• Exercise prompt:
Every record, from the first to the last, is to be printed again exactly.

• Task inputs:
--- START ---

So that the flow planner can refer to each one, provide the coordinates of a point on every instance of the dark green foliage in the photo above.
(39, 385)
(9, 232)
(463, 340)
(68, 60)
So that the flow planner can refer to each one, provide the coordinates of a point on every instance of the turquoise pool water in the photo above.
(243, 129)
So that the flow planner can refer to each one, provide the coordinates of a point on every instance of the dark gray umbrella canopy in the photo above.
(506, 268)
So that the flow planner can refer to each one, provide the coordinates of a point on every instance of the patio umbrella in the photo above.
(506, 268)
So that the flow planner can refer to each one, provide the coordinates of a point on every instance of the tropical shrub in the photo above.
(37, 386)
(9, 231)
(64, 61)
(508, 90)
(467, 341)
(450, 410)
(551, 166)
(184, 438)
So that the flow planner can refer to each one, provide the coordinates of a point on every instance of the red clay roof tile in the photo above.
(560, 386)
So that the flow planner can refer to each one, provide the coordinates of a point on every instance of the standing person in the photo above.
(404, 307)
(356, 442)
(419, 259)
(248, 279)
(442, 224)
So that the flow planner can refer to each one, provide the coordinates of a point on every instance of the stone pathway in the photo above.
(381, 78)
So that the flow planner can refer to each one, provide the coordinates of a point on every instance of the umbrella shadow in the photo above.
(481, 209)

--- END ---

• Answer to this task:
So that the flow planner can refer to each one, provide the coordinates of a point on every instance of the dark green foliage in the photo above.
(39, 385)
(9, 232)
(463, 340)
(68, 60)
So that the flow planner can refer to each one, provide the coordinates of a point on every instance of the turquoise pool water in the photo above.
(243, 129)
So that the flow planner can refer to each one, provide the coordinates of a point on every instance of the dark gray umbrella canopy in the photo above.
(506, 268)
So that the flow planner can refer to each one, provide the coordinates of a point on every instance of the patio umbrella in the photo above.
(506, 268)
So that the flow planner can refer to each one, provide the coordinates of a point on every instance of the tropical shrub in the photo above.
(37, 386)
(9, 231)
(64, 61)
(508, 90)
(467, 341)
(450, 410)
(551, 166)
(184, 438)
So that the flow planner can refer to each one, provide the coordinates of a point on every instance of the red clay roof tile in the photo above.
(560, 386)
So that the flow planner can refer to each one, provide the coordinates of a point on every instance of the standing person in the photo above.
(404, 307)
(356, 442)
(419, 259)
(248, 279)
(442, 224)
So that the flow planner can refer to each one, provide the coordinates of a point on every instance of the stone pathway in the photo above.
(381, 78)
So that the flow planner can refer to each one, provide the coordinates of a point on every instance of the umbrella shadow in the photo above.
(481, 209)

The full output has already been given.